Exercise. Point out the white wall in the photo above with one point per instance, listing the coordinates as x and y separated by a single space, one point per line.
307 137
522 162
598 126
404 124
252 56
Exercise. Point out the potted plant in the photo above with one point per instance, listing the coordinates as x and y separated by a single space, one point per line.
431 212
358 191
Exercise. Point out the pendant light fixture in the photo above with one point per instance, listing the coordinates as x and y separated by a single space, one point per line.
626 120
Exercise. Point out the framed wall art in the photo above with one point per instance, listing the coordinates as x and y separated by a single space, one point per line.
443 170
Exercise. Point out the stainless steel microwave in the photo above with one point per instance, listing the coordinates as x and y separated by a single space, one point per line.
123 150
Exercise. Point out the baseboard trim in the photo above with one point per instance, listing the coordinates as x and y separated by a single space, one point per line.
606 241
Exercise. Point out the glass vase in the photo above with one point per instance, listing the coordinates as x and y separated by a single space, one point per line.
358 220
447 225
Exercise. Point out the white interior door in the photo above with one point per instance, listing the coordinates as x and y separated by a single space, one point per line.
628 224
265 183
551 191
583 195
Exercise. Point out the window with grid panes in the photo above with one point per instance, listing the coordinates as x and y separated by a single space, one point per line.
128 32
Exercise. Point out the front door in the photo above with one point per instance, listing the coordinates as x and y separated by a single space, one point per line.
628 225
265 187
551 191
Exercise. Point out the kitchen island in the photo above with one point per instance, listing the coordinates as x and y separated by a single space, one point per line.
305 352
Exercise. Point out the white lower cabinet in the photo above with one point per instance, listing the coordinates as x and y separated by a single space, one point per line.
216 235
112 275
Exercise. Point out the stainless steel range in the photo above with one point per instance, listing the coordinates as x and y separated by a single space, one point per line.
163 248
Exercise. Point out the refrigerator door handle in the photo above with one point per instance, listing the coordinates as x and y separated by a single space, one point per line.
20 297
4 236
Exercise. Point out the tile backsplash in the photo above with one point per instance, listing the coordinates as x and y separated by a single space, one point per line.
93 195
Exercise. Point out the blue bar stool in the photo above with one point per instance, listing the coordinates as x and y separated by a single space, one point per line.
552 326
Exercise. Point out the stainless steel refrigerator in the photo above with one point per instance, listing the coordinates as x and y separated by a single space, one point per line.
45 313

★ ★ ★ ★

TASK INSTRUCTIONS -
All of the data shown above must be copied exactly.

SOLUTION BELOW -
Exercise. Point out the white wall in the photo above with one point per instance, listing the coordinates as x and y separated by a single space, one point per line.
307 137
522 162
598 126
404 124
252 56
Exercise. Point out the potted plant in the photo above with one point per instance, listing the coordinates as x and y separated by a single space, one point per line.
431 212
358 191
Exercise. Point out the pendant light fixture in the photo above with one point per instance, listing the coordinates as x and y separated by a single space, one point per line.
626 120
Exercise. Point out the framed wall art in the photo above with one point per instance, listing the coordinates as x and y separated by a single space, one point per line.
443 170
Exercise. Point out the stainless steel microwave in the photo above with one point per instance, listing the coordinates as x and y separated by a single space, one point per line.
123 150
Exercise. Point out the baseboard trim in the photo above with one point per instance, listing the coordinates as x and y separated by a single space, one point per line.
606 241
Exercise. Point out the glass vase in the photo above with one point per instance, listing the coordinates as x and y separated by a single space, one point per line.
358 220
447 225
Exercise. Point out the white interior door in the photo above with one point per instance, listing the coordinates as x and y separated by a single space, one point per line.
628 224
265 183
551 191
583 195
Exercise. Point out the window with grid panes in the photo above with one point per instance, listing the coordinates as x and y separated by a single space, one point per line.
128 32
Exercise. Point out the front door in the photo above with one point per instance, listing the coordinates as x and y separated by a single space, one point per line.
628 225
265 187
551 191
Exercise. Point out the kitchen island in the photo above with one point per instance, listing the coordinates as x and y separated by a single space, one point per line.
305 352
Exercise. Point out the white lower cabinet in the photo above with one point per instance, listing the coordinates as x and y separated by a single space, one point per line.
216 235
112 275
Exercise. Point out the stainless steel range in the photo above with one point per instance, listing the coordinates as x and y separated by a single space, one point per line.
163 248
Exercise. Point out the refrigerator door handle in the photo above with one point per instance, listing the coordinates as x and y separated by a single space, one point per line.
20 297
4 236
Exercise. Point out the tile backsplash in the photo above with one point per instance, listing the coordinates as x and y separated by a single space, one point per line.
93 195
Exercise. Point out the blue bar stool in the photo above with one point per instance, listing the coordinates as x and y separated by a single space, one point per line.
552 326
Exercise. Point out the stainless steel refrigerator in the photo above with one point per instance, listing the coordinates as x and y separated by a single space, one point per line.
45 313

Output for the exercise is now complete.